▸ **TEXT DER SEITE**:

**********

Das Weibliche kennt die Einheit. Eine Frau spürt sie instinktiv in ihrem Körper. Sie weiß, wie alles miteinander verbunden ist. Sie weiß, dass auch, wenn Kinder aus einem Bauch kommen, sie ganz verschieden sein können, jedes einmalig in seinem Sein, und doch gehören sie zu einer Quelle. Wie die „kleine“ Gebärmutter so auch die „Große“. Das ist die tiefe Weisheit des Weiblichen. Es ist das tiefe Wissen um die Beziehungen und das Gefühl für das Flechtwerk der Schöpfung. Eine Weisheit, die in der rationalen, wissenschaftlich–trennenden Geisteshaltung der Welt, die wir uns aufgebaut haben, kaum Platz hat. So blieb den Frauen meist nichts anderes übrig als diese Weisheit zu verdrängen bzw. zu marginalisieren, sie einzuschläfern und das männliche Denken und die männliche Herangehensweise nachzuahmen. Genau durch eine solche geistige Trennungshaltung, die sich durch alle menschlichen Bereiche durchzieht, haben wir diese Realität, in der wir sind, erschaffen. Doch wenn wir lernen, die Weisheit des Weiblichen mit dem männlichen Bewusstsein zu verbinden und auch eine Beziehung zwischen den Teilen und dem Ganzen, zwischen dem Ganzen und dem Einen zu entwickeln, wird uns dieses neue Wissen helfen die Ganzheit des Lebens und unsere Welt zu heilen und es wird uns enthüllt, wie wir das bestehende Ungleichgewicht wieder aufheben können.
Auf die gleiche Weise steht es mit unserer eigenen Heilung und Ganzwerdung.
Die meisten Spannungen in unserer Welt sind von den Menschen selbst verursacht, was aber auch heißt, dass die Lösungen für diese Spannungen – mit Allāhs Hilfe – ebenfalls in unseren Händen liegen.

**********

▸ **ZU LÖSENDE AUFGABE**:
Schreiben Sie aus dem Text über die Weisheit des Weiblichen den Abschnitt wörtlich ab, der mit den Worten „Die meisten Spannungen“ einsetzt und mit „unseren Händen liegen.“ schließt.

▸ **FOLGENDE DATEN**:
**********

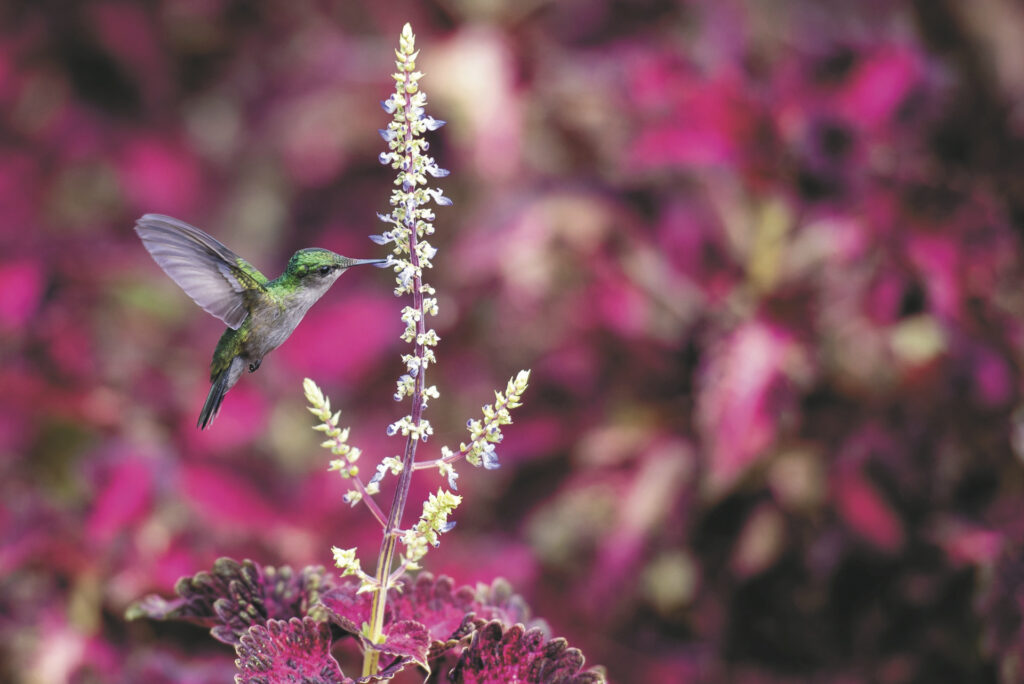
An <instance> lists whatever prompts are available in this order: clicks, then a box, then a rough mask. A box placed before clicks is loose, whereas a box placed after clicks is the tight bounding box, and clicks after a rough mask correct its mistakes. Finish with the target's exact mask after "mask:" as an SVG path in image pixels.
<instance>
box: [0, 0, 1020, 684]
mask: <svg viewBox="0 0 1024 684" xmlns="http://www.w3.org/2000/svg"><path fill="white" fill-rule="evenodd" d="M969 4H970V9H968V8H967V7H968V5H965V4H963V3H954V2H951V1H950V0H941V1H939V2H930V3H923V2H915V3H910V2H882V1H881V0H866V1H865V2H860V3H840V2H819V1H815V0H795V1H793V2H787V3H751V2H738V1H737V0H719V1H717V2H713V1H711V0H707V1H706V0H689V1H687V2H682V1H679V2H672V1H668V0H664V1H663V0H641V1H639V2H625V1H624V0H584V1H582V2H572V3H553V2H552V3H535V4H531V5H530V6H529V7H530V8H528V9H524V8H523V6H522V5H521V3H514V2H497V3H485V5H486V6H484V5H483V4H478V3H477V4H474V3H434V2H426V3H412V2H399V3H370V2H349V3H291V4H289V3H245V2H239V1H234V0H224V1H221V2H170V1H164V0H155V1H154V2H147V3H122V2H109V1H96V2H90V3H70V4H68V5H65V4H62V3H45V2H43V3H40V2H28V1H22V0H13V1H11V2H7V3H4V4H3V6H2V7H0V216H2V217H3V218H2V221H0V360H2V362H0V498H2V499H3V502H4V505H3V506H2V507H0V570H2V572H0V575H2V576H0V637H2V640H0V643H2V644H3V645H2V646H0V680H2V681H11V682H26V683H28V682H33V683H37V682H54V683H63V682H90V681H103V682H135V681H151V682H157V683H159V682H197V683H199V682H215V681H216V682H221V681H227V680H228V679H229V678H230V677H231V673H232V672H233V668H232V666H231V661H232V659H233V654H232V653H231V652H230V649H223V648H220V647H219V646H218V645H217V644H214V643H210V642H209V640H208V639H207V636H206V634H205V633H204V632H203V631H202V630H189V629H187V628H181V627H174V626H168V625H163V624H159V625H153V624H144V623H131V624H128V625H126V624H125V623H124V622H123V619H122V615H123V612H124V609H125V607H126V606H127V605H128V604H129V603H130V602H131V601H132V600H134V599H136V598H138V597H139V596H141V595H143V594H147V593H152V592H156V593H161V594H165V595H166V594H168V593H169V592H170V591H171V587H172V585H173V583H174V581H175V580H176V579H177V578H178V576H180V575H184V574H188V575H190V574H194V573H196V572H197V571H199V570H202V569H205V568H208V567H210V566H211V564H212V562H213V560H214V559H215V558H217V557H220V556H232V557H237V558H245V557H251V558H255V559H258V560H259V561H260V562H262V563H271V564H273V563H276V564H284V563H287V564H290V565H292V566H294V567H302V566H303V565H305V564H309V563H312V564H328V563H329V562H330V547H331V546H332V545H338V546H342V547H349V546H358V547H359V549H360V555H361V557H362V558H365V559H367V558H370V557H371V555H372V554H373V552H374V551H375V550H376V547H377V544H378V543H379V536H378V530H377V528H376V527H375V523H374V522H373V520H372V518H371V517H370V516H369V514H368V513H367V512H366V511H365V510H361V509H358V508H356V509H350V508H348V507H347V506H346V505H345V504H344V503H343V502H342V501H341V496H342V494H343V493H344V490H345V488H346V487H345V483H344V482H342V481H341V480H339V479H338V478H337V477H335V476H334V474H332V473H327V472H326V465H327V461H328V458H327V454H326V453H325V452H323V450H319V448H318V446H317V443H318V440H317V438H316V437H317V435H316V434H315V433H313V432H312V431H311V430H310V429H309V427H310V426H311V425H312V422H313V421H312V419H311V417H310V416H309V415H308V413H307V412H306V411H305V410H304V408H303V404H304V402H303V399H302V394H301V389H300V383H301V380H302V377H303V376H307V375H308V376H310V377H313V378H314V379H315V380H316V381H317V382H318V383H319V384H321V385H322V386H323V387H324V388H325V390H326V391H327V392H328V394H330V396H331V398H332V404H333V405H334V407H335V408H336V409H341V410H342V412H343V413H342V419H341V420H342V423H345V424H349V425H351V426H352V441H353V443H356V444H357V445H359V446H360V447H362V448H364V450H365V451H366V456H365V457H364V458H365V459H366V460H367V462H368V463H371V462H376V461H377V460H379V459H380V458H383V457H386V456H391V455H392V454H391V453H390V451H389V450H391V448H393V447H392V446H390V445H388V442H387V441H385V439H384V436H383V432H384V427H385V425H387V424H388V423H389V422H391V421H393V420H394V419H395V418H396V417H398V412H399V409H397V408H396V407H395V404H394V402H393V401H392V400H391V398H390V397H391V394H392V392H393V391H394V384H393V383H394V377H395V376H396V375H397V373H398V372H399V370H400V367H401V365H400V361H399V359H398V351H397V349H398V343H397V335H398V333H399V332H400V330H401V324H400V322H399V320H398V312H399V308H400V302H399V301H398V300H395V299H393V298H392V297H391V296H390V291H391V288H392V282H391V280H390V277H389V276H388V274H387V273H386V272H381V271H376V272H365V273H355V272H352V273H349V274H346V275H345V276H344V277H343V279H342V281H341V282H340V283H339V284H338V286H337V287H336V288H335V289H334V290H332V292H331V293H330V294H329V295H328V296H327V297H326V298H325V300H324V301H323V302H321V303H319V304H317V306H316V307H314V308H313V309H312V311H311V312H310V314H309V315H308V316H307V319H306V320H305V322H304V323H303V325H302V326H300V327H299V329H298V331H297V332H296V333H295V335H294V336H293V337H292V339H290V340H289V341H288V342H287V343H286V344H285V345H284V346H283V347H282V349H281V350H280V351H279V352H276V353H274V354H271V355H270V356H269V357H268V358H267V359H266V360H265V362H264V364H263V366H262V368H261V369H260V370H259V372H258V373H256V374H252V375H248V374H247V375H246V377H245V378H243V380H242V381H241V382H240V384H239V385H238V386H237V387H236V388H234V389H233V390H232V391H231V392H230V393H229V394H228V396H227V398H226V400H225V403H224V409H223V413H222V415H221V417H220V418H219V419H218V421H217V423H216V424H215V425H214V426H213V429H212V430H209V431H205V432H199V431H197V430H196V428H195V423H196V416H197V414H198V412H199V408H200V405H201V403H202V400H203V397H204V396H205V394H206V391H207V388H208V378H209V374H208V369H209V362H210V354H211V352H212V350H213V347H214V345H215V344H216V340H217V336H218V335H219V334H220V332H221V326H220V325H219V323H217V322H215V320H213V319H212V318H210V317H209V316H207V315H206V314H204V313H203V312H202V311H201V310H200V309H199V308H198V307H196V306H195V305H194V304H193V303H191V302H190V301H189V300H188V299H187V297H185V296H184V295H183V294H182V293H181V292H180V291H179V290H177V288H176V287H175V286H174V285H173V284H172V283H171V282H170V281H168V280H167V279H166V277H165V276H164V275H163V273H161V272H160V271H159V270H158V269H157V268H156V267H154V264H153V263H152V261H151V260H150V259H148V257H147V255H146V254H145V252H144V250H143V249H142V248H141V246H140V245H139V244H138V241H137V239H136V238H135V236H134V234H133V233H132V231H131V229H130V228H131V225H132V221H133V220H134V219H135V218H136V217H137V216H138V215H140V214H142V213H143V212H150V211H162V212H166V213H170V214H173V215H175V216H179V217H180V218H182V219H184V220H188V221H189V222H193V223H195V224H197V225H200V226H201V227H203V228H204V229H206V230H208V231H209V232H211V233H212V234H215V236H216V237H217V238H218V239H220V240H221V241H222V242H224V243H225V244H227V245H228V246H230V247H231V248H232V249H234V250H236V251H237V252H239V253H240V254H242V255H243V256H245V257H246V258H247V259H249V260H250V261H252V262H253V263H254V264H256V265H257V267H259V268H261V269H262V270H264V272H266V273H267V274H269V275H276V274H278V273H279V272H280V271H281V270H282V269H283V267H284V264H285V262H286V260H287V258H288V256H289V255H290V254H291V253H292V252H293V251H294V250H296V249H298V248H301V247H308V246H312V245H319V246H323V247H328V248H331V249H336V250H338V251H340V252H342V253H344V254H347V255H350V256H355V257H369V256H374V255H377V254H379V248H377V247H376V246H374V245H373V244H372V243H371V242H370V241H368V240H366V239H365V237H366V236H368V234H370V233H373V232H377V231H379V229H380V227H379V222H378V221H377V219H376V212H378V211H382V210H385V209H386V202H387V196H388V193H389V189H390V182H391V178H390V174H389V173H388V170H387V169H382V168H381V167H380V166H379V165H378V164H377V161H376V160H377V155H378V153H379V152H380V139H379V137H378V135H377V133H376V130H377V129H378V128H380V127H382V126H383V125H384V124H385V123H386V116H385V115H383V113H381V112H380V108H379V106H378V101H379V100H380V99H381V98H383V97H384V96H386V94H387V93H388V92H389V91H390V88H391V83H390V81H389V76H388V75H389V73H390V68H391V65H390V59H391V54H392V49H393V39H394V36H395V35H396V34H397V31H398V30H399V29H400V26H401V24H402V23H404V22H406V20H410V22H412V24H413V26H414V29H415V30H416V32H417V34H418V36H419V40H418V43H419V45H420V47H421V48H422V50H423V51H422V54H421V58H420V66H421V67H422V69H423V71H424V72H426V77H425V80H424V81H423V86H424V88H425V89H426V90H427V92H428V93H429V94H430V101H431V112H432V113H433V114H434V115H435V116H437V117H439V118H441V119H445V120H447V122H449V125H447V126H446V127H445V128H444V129H442V130H441V131H439V132H438V134H437V138H436V140H432V148H431V153H430V154H432V155H434V156H435V157H436V158H437V160H438V162H439V163H441V165H442V166H444V167H446V168H450V169H452V175H451V176H450V177H447V178H445V179H444V183H443V186H444V191H445V195H447V196H451V197H452V198H453V199H454V201H455V206H454V207H453V208H451V209H449V210H446V211H445V212H438V219H437V221H436V225H437V229H438V231H437V234H436V241H435V242H436V244H437V246H438V248H439V252H438V256H437V259H436V261H435V263H436V270H435V273H436V277H435V279H434V285H435V286H436V287H437V290H438V297H439V305H440V310H441V315H440V317H439V318H438V319H437V330H438V333H439V335H440V337H441V338H442V342H441V346H440V347H439V349H438V366H437V370H436V372H435V373H434V375H433V376H432V379H431V382H436V383H437V385H438V387H439V389H440V391H441V394H442V401H439V402H435V403H433V404H431V409H430V412H429V415H428V418H429V419H430V420H431V423H432V424H433V425H434V427H435V430H436V431H437V434H436V435H435V437H433V438H432V439H431V440H430V441H429V442H427V443H426V444H424V446H423V448H424V450H425V453H426V454H427V455H428V456H429V454H430V453H431V450H436V448H437V447H438V445H439V444H441V443H452V442H458V441H459V440H461V439H465V432H464V428H463V426H464V425H465V420H466V418H467V417H470V416H475V415H476V412H478V410H479V405H480V404H482V403H484V402H486V401H488V400H489V399H490V397H492V396H493V395H492V394H490V392H492V389H493V388H495V387H499V386H502V385H503V384H504V382H505V381H506V380H507V378H508V377H509V376H510V375H512V374H513V373H514V372H515V371H516V370H518V369H519V368H532V369H534V375H532V377H531V381H530V389H529V392H528V394H527V396H526V401H525V405H524V408H523V409H522V410H521V414H520V415H517V416H516V417H515V421H516V423H515V425H513V426H511V427H510V428H509V430H508V438H507V440H506V442H505V443H503V444H502V450H501V456H502V464H503V467H502V469H501V470H498V471H493V472H478V471H475V470H465V471H464V472H463V473H462V477H461V478H460V480H459V487H460V494H462V495H464V504H463V506H462V507H461V508H460V509H459V511H458V513H457V515H456V520H457V521H458V527H457V528H456V530H455V531H454V532H453V533H451V535H447V536H445V538H444V543H443V544H442V545H441V547H440V549H438V550H437V551H435V552H433V553H432V554H431V555H430V556H428V558H427V567H428V569H430V570H431V571H433V572H434V573H436V574H440V573H445V574H449V575H452V576H453V578H454V579H455V581H456V582H457V583H459V584H465V583H475V582H485V583H489V582H490V581H492V580H493V579H494V578H495V576H496V575H498V574H504V575H505V576H507V578H508V579H509V580H510V581H511V582H512V584H513V586H514V589H515V591H516V592H518V593H520V594H522V595H523V596H524V597H525V598H526V599H527V601H528V603H529V604H530V605H531V607H532V610H534V613H535V614H537V615H540V616H542V617H544V618H545V619H546V621H547V622H548V623H549V624H550V625H551V627H552V631H553V633H554V635H556V636H565V637H566V638H567V639H568V640H569V643H571V644H572V645H573V646H578V647H580V648H581V649H582V651H583V652H584V653H585V654H586V655H587V658H588V660H587V662H588V664H598V662H599V664H603V665H605V666H606V667H607V669H608V673H609V679H610V680H612V681H617V682H632V681H682V682H708V681H711V682H717V681H731V682H738V683H751V684H754V683H762V682H790V681H811V680H812V681H820V682H855V681H856V682H859V681H864V682H867V681H871V682H893V683H895V682H904V681H971V682H987V681H1008V682H1009V681H1020V680H1021V679H1022V678H1024V648H1022V644H1024V621H1022V612H1024V604H1022V602H1021V600H1020V596H1021V595H1022V592H1024V554H1022V552H1021V550H1022V549H1024V544H1022V541H1024V540H1022V537H1024V524H1022V522H1021V520H1022V519H1024V515H1022V514H1024V506H1022V504H1021V502H1022V501H1024V477H1022V475H1021V473H1022V470H1021V468H1022V466H1021V459H1022V458H1024V407H1022V390H1024V386H1022V377H1021V371H1020V369H1021V368H1022V365H1024V356H1022V351H1021V350H1022V349H1024V327H1022V325H1021V322H1022V320H1024V297H1022V296H1021V291H1022V289H1021V283H1022V281H1024V268H1022V264H1024V259H1022V256H1024V254H1022V244H1021V236H1022V225H1024V223H1022V221H1024V200H1022V198H1024V180H1022V179H1024V169H1022V168H1021V167H1022V164H1024V162H1022V160H1024V118H1022V113H1024V77H1022V75H1021V70H1020V68H1019V66H1020V65H1021V63H1024V53H1022V51H1021V47H1020V46H1021V45H1024V12H1022V11H1021V9H1020V7H1019V6H1018V5H1017V4H1016V3H1013V2H1010V0H986V2H983V3H969ZM368 467H371V466H368ZM422 477H423V479H422V481H420V482H418V483H417V484H416V488H415V489H414V491H413V495H412V496H413V497H414V498H415V497H422V496H423V494H424V493H426V491H431V490H435V489H436V487H437V486H438V485H439V483H440V480H439V479H438V478H437V477H436V475H435V474H434V473H429V472H428V473H424V474H423V476H422ZM389 497H390V490H385V493H384V495H383V497H382V502H385V503H386V502H387V501H388V500H389ZM492 636H493V637H494V639H495V641H496V642H498V641H500V639H502V638H506V636H507V635H492ZM517 638H518V637H517Z"/></svg>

**********

▸ **SCHRIFTLICHE ANTWORT**:
Die meisten Spannungen in unserer Welt sind von den Menschen selbst verursacht, was aber auch heißt, dass die Lösungen für diese Spannungen – mit Allāhs Hilfe – ebenfalls in unseren Händen liegen.